Aim of the task:
Write out each record below, word for word.

* * *

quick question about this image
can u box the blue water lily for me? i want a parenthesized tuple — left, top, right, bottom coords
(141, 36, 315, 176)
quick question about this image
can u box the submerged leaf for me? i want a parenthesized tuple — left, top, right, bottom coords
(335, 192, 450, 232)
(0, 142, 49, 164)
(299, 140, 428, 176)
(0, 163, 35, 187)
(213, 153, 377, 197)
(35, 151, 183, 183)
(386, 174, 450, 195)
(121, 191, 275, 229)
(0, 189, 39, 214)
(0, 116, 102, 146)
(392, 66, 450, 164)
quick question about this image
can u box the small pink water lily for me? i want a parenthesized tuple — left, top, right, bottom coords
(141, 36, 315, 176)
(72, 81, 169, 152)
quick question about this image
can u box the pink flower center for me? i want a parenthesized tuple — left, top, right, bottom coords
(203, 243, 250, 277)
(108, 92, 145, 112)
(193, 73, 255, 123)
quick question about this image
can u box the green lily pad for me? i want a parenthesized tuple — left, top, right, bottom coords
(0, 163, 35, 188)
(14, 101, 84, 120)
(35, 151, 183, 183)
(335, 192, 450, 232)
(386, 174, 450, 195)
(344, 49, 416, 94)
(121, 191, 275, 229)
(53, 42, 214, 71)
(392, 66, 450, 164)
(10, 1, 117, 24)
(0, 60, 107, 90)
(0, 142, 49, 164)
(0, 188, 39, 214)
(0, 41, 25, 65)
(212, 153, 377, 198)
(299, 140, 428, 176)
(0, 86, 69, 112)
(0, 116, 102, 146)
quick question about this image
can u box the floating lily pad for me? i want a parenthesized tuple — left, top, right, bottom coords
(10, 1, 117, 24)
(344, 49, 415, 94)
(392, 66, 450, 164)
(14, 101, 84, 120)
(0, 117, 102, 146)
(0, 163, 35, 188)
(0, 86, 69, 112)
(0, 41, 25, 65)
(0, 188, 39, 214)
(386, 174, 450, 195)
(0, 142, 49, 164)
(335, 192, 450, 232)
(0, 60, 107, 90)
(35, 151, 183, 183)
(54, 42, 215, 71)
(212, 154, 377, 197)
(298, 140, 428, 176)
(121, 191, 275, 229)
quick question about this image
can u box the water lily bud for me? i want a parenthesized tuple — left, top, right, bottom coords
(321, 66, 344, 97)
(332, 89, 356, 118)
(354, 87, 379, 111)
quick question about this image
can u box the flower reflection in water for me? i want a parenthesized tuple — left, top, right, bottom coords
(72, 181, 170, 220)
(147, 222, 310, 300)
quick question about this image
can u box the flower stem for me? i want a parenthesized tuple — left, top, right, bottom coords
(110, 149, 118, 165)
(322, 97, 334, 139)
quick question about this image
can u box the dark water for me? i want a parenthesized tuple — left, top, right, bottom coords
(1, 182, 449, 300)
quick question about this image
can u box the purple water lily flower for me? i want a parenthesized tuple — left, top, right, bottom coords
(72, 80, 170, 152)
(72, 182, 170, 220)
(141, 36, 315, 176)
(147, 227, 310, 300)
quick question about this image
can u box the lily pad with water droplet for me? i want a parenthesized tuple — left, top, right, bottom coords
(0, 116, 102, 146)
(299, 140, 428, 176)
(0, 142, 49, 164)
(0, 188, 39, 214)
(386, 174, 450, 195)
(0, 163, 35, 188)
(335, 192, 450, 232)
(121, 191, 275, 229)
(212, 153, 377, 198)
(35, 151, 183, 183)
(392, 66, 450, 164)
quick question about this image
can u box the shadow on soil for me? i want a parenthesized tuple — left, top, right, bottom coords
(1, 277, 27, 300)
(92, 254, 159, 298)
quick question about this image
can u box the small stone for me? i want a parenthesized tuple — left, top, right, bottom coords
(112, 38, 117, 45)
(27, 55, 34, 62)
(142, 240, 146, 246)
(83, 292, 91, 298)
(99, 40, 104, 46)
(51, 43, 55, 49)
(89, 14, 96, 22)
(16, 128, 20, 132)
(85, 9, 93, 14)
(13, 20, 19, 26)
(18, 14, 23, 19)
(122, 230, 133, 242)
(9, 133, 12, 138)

* * *

Exercise solution:
quick question about this image
can u box the blue water lily for me? i want a parenthesized tuple — left, top, right, bottom coords
(141, 36, 315, 176)
quick question about this image
can u box the submerged leaf for me? i want a parenthesized tuple — left, top, right, bottom coords
(335, 192, 450, 232)
(0, 142, 49, 164)
(299, 140, 428, 176)
(0, 163, 35, 187)
(213, 153, 377, 197)
(35, 151, 183, 183)
(386, 174, 450, 195)
(121, 191, 275, 229)
(0, 189, 39, 214)
(0, 116, 102, 146)
(392, 66, 450, 164)
quick question about this image
can u box the small pink water lily for me? i want a parenthesized tuple — left, top, right, bottom coords
(141, 36, 315, 176)
(72, 81, 169, 152)
quick question about this image
can u box the pink flower center for me? i want a parenthesized tuple — left, top, right, bottom coords
(203, 243, 250, 277)
(108, 92, 145, 112)
(193, 73, 255, 123)
quick question about this image
can u box the green lily pad for me? i want a parenthesized tuple — left, top, right, bottom coords
(0, 163, 35, 188)
(14, 101, 84, 120)
(35, 151, 183, 183)
(335, 192, 450, 232)
(386, 174, 450, 195)
(344, 49, 416, 94)
(121, 191, 275, 229)
(53, 42, 214, 71)
(392, 66, 450, 164)
(10, 1, 117, 24)
(0, 60, 107, 90)
(0, 142, 49, 164)
(0, 188, 39, 214)
(0, 41, 25, 65)
(212, 153, 377, 198)
(299, 140, 428, 176)
(0, 86, 69, 112)
(0, 116, 102, 146)
quick question about this image
can u box the floating lily pad for me? i want a parenthesized tuple — left, top, right, bottom coords
(10, 1, 117, 24)
(344, 49, 415, 94)
(392, 66, 450, 164)
(14, 101, 84, 120)
(0, 117, 102, 146)
(0, 163, 35, 188)
(0, 86, 69, 112)
(0, 41, 25, 65)
(0, 188, 39, 214)
(386, 174, 450, 195)
(0, 142, 49, 164)
(335, 192, 450, 232)
(0, 60, 107, 90)
(35, 151, 183, 183)
(54, 42, 215, 71)
(212, 154, 377, 197)
(298, 140, 428, 176)
(121, 191, 275, 229)
quick question about this image
can u box the water lily bud for me? i want a parenthesized tuple — left, top, right, bottom coords
(321, 66, 344, 97)
(332, 89, 356, 118)
(354, 87, 379, 111)
quick question about this image
can u box the flower reflection in water for me? i want a parenthesized tuple — left, top, right, bottom coords
(72, 181, 170, 220)
(147, 222, 310, 300)
quick question about this image
can u box the flower stem for me? i want a parenthesized tuple — left, top, right, bottom coords
(110, 149, 118, 165)
(322, 97, 334, 139)
quick question about this image
can u box the dark water for me? i want a parenthesized tuple — left, top, right, bottom coords
(1, 182, 449, 300)
quick question about this image
can u box the purple water lily flower for me? i want a parenthesized tuple — left, top, right, bottom coords
(72, 80, 170, 152)
(72, 182, 170, 220)
(141, 36, 315, 176)
(147, 227, 310, 300)
quick question about this image
can u box the lily pad with water droplet for me? i want a parenthesized tuple — left, top, right, bottom coords
(0, 116, 102, 146)
(299, 140, 428, 176)
(0, 142, 49, 164)
(0, 188, 39, 214)
(386, 174, 450, 195)
(0, 163, 35, 188)
(335, 192, 450, 232)
(121, 191, 275, 229)
(212, 153, 377, 198)
(35, 151, 183, 183)
(392, 66, 450, 164)
quick question about this image
can u box the shadow on soil for me? i want a parenthesized tuple — left, top, right, bottom coords
(1, 277, 27, 300)
(92, 254, 159, 298)
quick question about this image
can u box the small stone for me? i want a parenthesized tuple — left, top, right, bottom coords
(112, 38, 117, 45)
(27, 55, 34, 62)
(142, 240, 146, 246)
(83, 292, 91, 298)
(99, 40, 104, 46)
(51, 43, 55, 49)
(89, 14, 96, 22)
(16, 128, 20, 132)
(85, 9, 93, 14)
(13, 20, 19, 26)
(18, 14, 23, 19)
(122, 230, 133, 242)
(9, 133, 12, 138)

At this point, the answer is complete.